## What is expected
Repeat all of the records below word for word, leaving the pictures out of your answer.

* start Dataset *

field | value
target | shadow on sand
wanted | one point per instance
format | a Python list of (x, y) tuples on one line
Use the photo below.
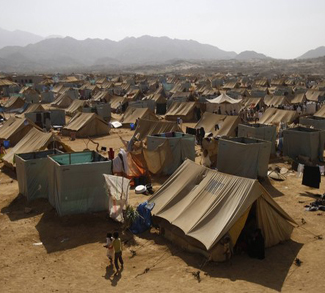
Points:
[(112, 276), (267, 184), (67, 232), (270, 272)]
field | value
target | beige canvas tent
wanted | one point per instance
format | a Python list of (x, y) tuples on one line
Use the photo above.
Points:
[(148, 127), (241, 156), (275, 116), (315, 122), (76, 106), (251, 103), (33, 141), (184, 110), (102, 96), (259, 131), (86, 124), (63, 101), (196, 207), (34, 108), (132, 114), (304, 141), (225, 103), (118, 102), (15, 129), (321, 112), (315, 96), (275, 101), (14, 103), (299, 99), (76, 182), (219, 125), (178, 147), (31, 173)]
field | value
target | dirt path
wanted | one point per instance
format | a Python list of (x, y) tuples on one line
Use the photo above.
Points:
[(71, 257)]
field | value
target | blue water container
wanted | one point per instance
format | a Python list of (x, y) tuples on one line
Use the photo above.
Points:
[(6, 144)]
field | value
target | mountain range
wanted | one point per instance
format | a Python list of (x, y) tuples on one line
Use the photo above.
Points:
[(318, 52), (29, 52)]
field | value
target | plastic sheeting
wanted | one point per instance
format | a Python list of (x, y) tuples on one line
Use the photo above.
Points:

* end Dataset *

## Written reply
field | value
target | shadow on sand
wanted | one point per instance
format | a Python list of (x, y) tuples on one line
Use the photo below.
Points:
[(112, 276), (267, 184), (67, 232), (270, 272)]
field | value
target | beige canvas tent
wanted | one point per instance
format | a Python list of (x, y) tuples on one line
Use the photo above.
Points:
[(148, 127), (241, 156), (275, 116), (315, 122), (76, 106), (251, 103), (33, 141), (184, 110), (102, 96), (259, 131), (86, 124), (63, 101), (196, 207), (34, 108), (132, 114), (304, 141), (225, 103), (118, 102), (15, 129), (321, 112), (315, 96), (275, 101), (14, 103), (299, 99), (76, 182), (219, 125), (178, 147), (31, 173)]
field | value
target | dirt path
wanted | one point per instance
format | a Python list of (x, y) tuples on one line
Use the photo above.
Points:
[(71, 257)]
field | value
target | blue water container
wanted | one point per instance
format | a Python list of (x, y) tuples on one line
Use the photo above.
Points:
[(6, 144)]
field | value
target | mountain range
wanted | one point per instance
format | a Python list of (x, y) tuples on one line
Use the photo above.
Points:
[(318, 52), (29, 52)]
field | value
target | plastic sheeting
wanted | one point per instance
format | a Python list of (x, y) tuples on one line
Use the photo above.
Points:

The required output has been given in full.